◆ **Requirement**: Write out the rows below word for word, starting with the row that contains "white feather plume" and going on through the row that contains "column 413, row 259", with both of those rows included.

-- Start Listed entries --

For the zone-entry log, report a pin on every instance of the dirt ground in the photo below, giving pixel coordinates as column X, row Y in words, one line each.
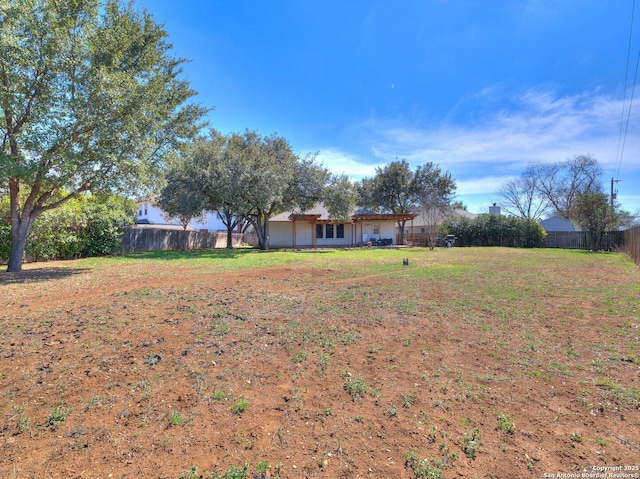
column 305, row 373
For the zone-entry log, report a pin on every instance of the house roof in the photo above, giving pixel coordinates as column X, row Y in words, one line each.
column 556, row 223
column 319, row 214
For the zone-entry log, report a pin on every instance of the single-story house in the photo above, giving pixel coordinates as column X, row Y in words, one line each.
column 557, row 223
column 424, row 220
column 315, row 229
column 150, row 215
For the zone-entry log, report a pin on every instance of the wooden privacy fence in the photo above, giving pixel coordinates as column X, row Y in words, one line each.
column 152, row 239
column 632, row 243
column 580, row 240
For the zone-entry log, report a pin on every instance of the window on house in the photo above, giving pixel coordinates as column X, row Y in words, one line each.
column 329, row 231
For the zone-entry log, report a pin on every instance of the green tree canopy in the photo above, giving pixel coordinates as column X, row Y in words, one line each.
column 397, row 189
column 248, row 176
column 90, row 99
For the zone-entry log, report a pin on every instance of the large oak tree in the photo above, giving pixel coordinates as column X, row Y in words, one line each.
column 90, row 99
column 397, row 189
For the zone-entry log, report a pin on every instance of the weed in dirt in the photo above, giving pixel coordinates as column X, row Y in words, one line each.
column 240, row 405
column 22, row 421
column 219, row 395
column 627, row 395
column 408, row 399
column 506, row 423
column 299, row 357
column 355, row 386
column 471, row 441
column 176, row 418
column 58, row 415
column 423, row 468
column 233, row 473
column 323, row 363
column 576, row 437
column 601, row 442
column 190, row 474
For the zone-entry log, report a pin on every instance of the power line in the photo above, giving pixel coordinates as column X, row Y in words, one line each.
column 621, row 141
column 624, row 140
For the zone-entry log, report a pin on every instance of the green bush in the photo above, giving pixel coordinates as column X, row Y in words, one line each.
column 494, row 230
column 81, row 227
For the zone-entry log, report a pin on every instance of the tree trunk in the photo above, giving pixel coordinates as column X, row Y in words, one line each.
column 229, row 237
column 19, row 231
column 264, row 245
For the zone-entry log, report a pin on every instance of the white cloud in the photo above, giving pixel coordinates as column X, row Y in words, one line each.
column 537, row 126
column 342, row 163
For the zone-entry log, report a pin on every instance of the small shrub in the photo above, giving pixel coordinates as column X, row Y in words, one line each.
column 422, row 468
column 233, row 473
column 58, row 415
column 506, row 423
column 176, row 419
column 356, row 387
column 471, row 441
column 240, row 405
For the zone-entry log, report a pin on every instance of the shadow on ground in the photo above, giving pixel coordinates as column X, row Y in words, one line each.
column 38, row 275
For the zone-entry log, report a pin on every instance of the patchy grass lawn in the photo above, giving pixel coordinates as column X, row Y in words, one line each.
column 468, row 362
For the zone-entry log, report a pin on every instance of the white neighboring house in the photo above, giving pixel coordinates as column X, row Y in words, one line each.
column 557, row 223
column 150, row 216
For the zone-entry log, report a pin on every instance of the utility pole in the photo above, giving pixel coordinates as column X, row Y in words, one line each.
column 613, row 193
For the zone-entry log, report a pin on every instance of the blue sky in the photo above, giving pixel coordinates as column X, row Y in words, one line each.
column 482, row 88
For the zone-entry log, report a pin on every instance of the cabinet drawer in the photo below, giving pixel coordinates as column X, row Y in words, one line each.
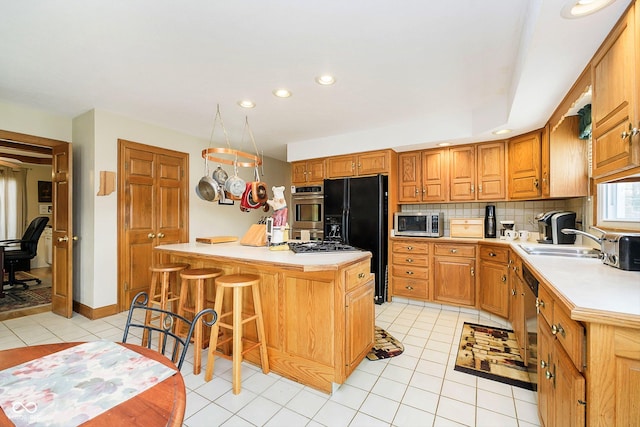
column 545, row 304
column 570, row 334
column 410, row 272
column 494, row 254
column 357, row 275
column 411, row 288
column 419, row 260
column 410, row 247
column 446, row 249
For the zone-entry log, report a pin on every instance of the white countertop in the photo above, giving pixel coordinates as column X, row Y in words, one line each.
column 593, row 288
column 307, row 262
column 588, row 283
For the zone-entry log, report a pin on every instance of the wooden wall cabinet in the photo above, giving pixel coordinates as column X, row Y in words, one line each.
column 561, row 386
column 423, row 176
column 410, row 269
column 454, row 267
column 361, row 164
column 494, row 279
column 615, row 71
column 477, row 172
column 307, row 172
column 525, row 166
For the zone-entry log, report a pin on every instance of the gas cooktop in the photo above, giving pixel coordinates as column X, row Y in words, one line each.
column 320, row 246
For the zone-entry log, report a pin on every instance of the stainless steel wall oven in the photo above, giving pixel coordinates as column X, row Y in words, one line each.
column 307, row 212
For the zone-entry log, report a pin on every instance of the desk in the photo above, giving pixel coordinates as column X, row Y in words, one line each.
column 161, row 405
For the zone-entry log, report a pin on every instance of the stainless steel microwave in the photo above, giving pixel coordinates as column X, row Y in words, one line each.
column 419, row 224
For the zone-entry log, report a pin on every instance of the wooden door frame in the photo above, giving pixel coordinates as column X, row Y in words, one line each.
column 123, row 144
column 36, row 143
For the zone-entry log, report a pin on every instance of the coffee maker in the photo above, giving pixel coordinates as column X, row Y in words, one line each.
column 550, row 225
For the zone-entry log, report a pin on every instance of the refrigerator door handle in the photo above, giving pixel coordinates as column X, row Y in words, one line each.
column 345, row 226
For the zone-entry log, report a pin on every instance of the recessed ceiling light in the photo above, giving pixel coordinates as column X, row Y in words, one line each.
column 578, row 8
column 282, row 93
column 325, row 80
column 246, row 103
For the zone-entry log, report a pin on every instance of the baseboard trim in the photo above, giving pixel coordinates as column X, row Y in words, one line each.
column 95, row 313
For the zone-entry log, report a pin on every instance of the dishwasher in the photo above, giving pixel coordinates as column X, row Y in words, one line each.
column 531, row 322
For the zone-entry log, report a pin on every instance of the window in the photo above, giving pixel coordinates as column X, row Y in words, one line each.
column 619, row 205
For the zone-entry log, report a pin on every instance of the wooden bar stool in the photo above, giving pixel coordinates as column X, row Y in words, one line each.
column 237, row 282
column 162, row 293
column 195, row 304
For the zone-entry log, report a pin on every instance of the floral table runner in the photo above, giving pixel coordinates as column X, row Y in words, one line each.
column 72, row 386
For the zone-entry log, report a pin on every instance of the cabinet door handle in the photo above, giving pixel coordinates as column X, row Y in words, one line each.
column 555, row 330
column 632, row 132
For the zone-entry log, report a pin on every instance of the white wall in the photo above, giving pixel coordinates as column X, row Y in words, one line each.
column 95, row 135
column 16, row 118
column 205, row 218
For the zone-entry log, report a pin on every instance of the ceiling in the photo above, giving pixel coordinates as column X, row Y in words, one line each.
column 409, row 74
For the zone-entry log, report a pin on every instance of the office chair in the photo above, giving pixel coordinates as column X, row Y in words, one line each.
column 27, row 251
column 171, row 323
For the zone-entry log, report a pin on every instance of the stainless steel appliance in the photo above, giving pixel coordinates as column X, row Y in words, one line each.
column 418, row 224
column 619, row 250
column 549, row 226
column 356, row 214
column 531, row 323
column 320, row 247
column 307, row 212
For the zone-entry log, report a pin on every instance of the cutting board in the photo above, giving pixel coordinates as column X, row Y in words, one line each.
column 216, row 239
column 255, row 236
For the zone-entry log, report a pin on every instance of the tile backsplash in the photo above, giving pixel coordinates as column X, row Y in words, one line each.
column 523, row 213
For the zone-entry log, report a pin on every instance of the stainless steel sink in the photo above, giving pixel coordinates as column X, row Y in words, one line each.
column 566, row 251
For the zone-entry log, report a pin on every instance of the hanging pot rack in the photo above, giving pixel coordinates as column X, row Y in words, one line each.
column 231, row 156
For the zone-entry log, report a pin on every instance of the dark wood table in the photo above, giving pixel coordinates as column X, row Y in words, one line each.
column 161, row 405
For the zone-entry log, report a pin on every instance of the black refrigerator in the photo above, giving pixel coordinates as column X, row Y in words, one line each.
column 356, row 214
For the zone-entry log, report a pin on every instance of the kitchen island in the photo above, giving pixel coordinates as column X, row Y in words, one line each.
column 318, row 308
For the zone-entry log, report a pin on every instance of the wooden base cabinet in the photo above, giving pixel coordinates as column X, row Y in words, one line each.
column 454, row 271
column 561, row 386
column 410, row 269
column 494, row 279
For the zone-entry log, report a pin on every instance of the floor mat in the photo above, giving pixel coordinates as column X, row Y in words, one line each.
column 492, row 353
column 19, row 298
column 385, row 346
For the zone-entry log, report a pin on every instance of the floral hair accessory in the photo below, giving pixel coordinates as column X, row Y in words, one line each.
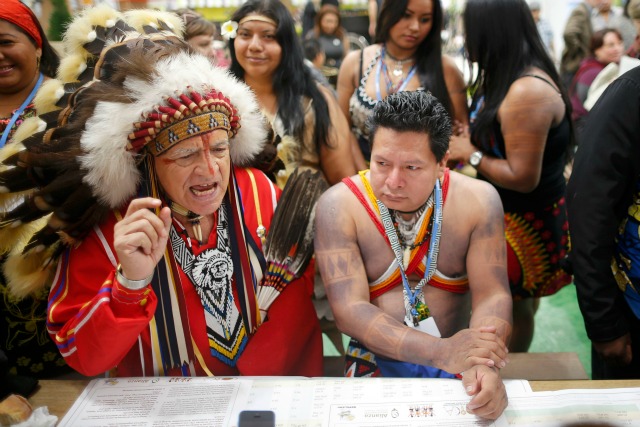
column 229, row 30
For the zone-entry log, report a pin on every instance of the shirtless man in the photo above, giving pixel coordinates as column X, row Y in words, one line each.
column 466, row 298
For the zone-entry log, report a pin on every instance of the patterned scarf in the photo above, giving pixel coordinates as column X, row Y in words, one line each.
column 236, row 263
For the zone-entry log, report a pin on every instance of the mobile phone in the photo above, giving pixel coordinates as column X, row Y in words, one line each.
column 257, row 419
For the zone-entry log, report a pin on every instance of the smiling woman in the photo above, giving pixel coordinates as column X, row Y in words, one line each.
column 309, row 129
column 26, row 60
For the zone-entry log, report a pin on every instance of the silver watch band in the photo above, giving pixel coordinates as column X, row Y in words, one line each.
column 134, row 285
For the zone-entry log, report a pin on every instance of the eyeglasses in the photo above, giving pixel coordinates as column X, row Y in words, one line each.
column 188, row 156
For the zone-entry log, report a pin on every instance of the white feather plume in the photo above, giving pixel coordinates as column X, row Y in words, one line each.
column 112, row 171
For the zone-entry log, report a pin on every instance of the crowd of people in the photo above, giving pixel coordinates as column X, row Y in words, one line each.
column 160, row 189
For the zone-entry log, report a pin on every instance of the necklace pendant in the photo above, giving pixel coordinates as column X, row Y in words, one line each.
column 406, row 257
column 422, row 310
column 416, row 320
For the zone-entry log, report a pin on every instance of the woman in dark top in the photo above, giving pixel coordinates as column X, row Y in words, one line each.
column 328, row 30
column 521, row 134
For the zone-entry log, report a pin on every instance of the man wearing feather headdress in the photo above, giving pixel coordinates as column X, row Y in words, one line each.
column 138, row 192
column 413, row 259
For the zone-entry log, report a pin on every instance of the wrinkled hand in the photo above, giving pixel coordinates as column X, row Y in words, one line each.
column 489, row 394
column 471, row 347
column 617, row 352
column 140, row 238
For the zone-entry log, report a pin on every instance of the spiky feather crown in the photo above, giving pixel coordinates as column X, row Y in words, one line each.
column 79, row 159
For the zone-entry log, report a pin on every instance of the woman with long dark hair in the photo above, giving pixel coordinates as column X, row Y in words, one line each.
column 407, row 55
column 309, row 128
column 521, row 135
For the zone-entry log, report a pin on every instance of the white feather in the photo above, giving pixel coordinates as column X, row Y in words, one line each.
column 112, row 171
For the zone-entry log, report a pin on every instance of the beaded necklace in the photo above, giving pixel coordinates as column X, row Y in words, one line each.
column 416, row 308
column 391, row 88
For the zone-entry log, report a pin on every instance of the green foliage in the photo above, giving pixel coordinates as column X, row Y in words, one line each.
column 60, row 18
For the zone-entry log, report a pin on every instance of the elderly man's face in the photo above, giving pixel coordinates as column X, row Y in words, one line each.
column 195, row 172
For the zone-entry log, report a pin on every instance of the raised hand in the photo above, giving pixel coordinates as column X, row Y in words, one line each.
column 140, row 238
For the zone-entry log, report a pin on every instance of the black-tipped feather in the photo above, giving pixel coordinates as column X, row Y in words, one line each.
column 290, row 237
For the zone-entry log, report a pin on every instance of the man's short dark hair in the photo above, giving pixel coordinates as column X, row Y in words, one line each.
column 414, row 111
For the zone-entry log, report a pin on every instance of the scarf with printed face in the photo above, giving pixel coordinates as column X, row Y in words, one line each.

-- End Listed entries --

◆ **Expected answer**:
For the zone-entry log, report a pin on every instance of the white feather plume in the photo above, giving pixel coordinates as column X, row Y in words, one line each.
column 112, row 171
For the zone-entry log, report a pin on every instance of the crowd of people in the photo above, giving pixel coordinates as column X, row Y in words, one line each.
column 160, row 189
For the zone-entry log, report a pin on every instance of the necklace pendant in the photo above, giving pixel coordinates as column X, row Y in words, one line each.
column 406, row 257
column 422, row 310
column 416, row 320
For the zone-entry log, report a pin on every instance of the woman in dark top in the photo above, giving pixel coordinates as column X, row Y in words, one line each.
column 328, row 30
column 521, row 134
For the zone-entry log, report a pin on every instance of the man wearing feather headdress in the photo above, giving pixel coordinates as column X, row Y in words, one line each.
column 138, row 192
column 413, row 259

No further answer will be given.